/---

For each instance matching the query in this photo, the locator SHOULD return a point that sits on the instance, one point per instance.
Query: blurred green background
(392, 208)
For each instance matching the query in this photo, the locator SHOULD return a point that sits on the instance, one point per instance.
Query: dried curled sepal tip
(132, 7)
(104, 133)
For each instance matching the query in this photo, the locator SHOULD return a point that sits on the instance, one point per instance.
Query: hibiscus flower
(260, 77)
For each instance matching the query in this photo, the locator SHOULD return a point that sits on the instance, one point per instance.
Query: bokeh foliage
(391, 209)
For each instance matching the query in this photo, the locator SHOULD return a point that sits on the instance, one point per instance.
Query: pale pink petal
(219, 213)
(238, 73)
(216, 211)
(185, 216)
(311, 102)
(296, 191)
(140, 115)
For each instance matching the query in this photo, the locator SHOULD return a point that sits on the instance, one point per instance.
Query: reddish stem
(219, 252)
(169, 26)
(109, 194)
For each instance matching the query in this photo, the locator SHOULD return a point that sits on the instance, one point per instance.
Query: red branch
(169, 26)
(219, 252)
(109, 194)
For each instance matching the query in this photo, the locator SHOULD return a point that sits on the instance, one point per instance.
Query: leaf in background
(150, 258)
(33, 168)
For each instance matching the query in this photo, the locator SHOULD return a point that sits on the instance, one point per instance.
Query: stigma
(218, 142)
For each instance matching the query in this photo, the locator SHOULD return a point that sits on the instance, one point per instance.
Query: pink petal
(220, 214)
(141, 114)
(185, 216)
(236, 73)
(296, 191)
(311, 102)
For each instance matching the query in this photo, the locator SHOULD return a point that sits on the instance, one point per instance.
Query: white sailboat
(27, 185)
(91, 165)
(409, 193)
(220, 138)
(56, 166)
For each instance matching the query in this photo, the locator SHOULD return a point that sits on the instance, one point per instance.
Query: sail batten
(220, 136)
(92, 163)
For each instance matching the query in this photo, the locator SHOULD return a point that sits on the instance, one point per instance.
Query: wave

\---

→ Aim of the exercise
Give the entries again in full, exactly as they are written.

→ Output below
For each instance matching the query in this photo, the locator SHOULD return a point that sits on the instance, one point per instance.
Query: blurred green background
(392, 208)
For each instance matching the query in this photo, the locator SHOULD return a point that sits on the instance, one point per instance.
Query: dried curled sepal tip
(132, 7)
(104, 133)
For each instance matching the query in this photo, the locator SHOULD return a point that sits on the instance, one point per instance.
Query: hibiscus flower
(260, 77)
For each instance matching the query in this photo, the locator SHOULD return a point that sits on the instance, one point per instance.
Query: bokeh foliage
(391, 209)
For each instance matching the query in this photo, the locator SHOULD return a point that sits on the instance, one point per instance.
Query: pale pink petal
(219, 213)
(238, 73)
(216, 211)
(185, 216)
(311, 102)
(296, 191)
(140, 115)
For each instance matching the query in this photo, the locator SHOULD return a point that sits on the instance, one point per instance.
Query: reddish stem
(219, 252)
(169, 26)
(109, 194)
For each instance matching the query in this photo, the locator SHOULD return a point that sits on the instance, one point per instance.
Query: red branch
(169, 26)
(219, 252)
(109, 194)
For each instance matching the query in this photo, the locator SHOULD return a point that sits on the instance, one point per instance.
Query: leaf in background
(150, 258)
(33, 168)
For each instance matching the query in this photo, the locator SHOULD return a point that sits on the instance, one point per instance.
Query: stigma
(218, 142)
For each instance matching the query in this photo, the locator SHOULD return a point that sits on the instance, one point per instance.
Query: pink petal
(220, 214)
(141, 114)
(185, 216)
(236, 73)
(296, 191)
(311, 102)
For each instance matching the query in this photo, the locator SHOULD return a point that sits on the instance, one point per instance.
Query: white sailboat
(27, 185)
(91, 165)
(409, 193)
(220, 138)
(56, 166)
For each instance matching the query in this photo, the locator SHOULD return a point that sits on the instance, one point per instance.
Query: sail batten
(220, 136)
(92, 163)
For each instance matching the query in this photo, the locator SHOULD return a point that sits on the instance, one point per instance.
Query: wave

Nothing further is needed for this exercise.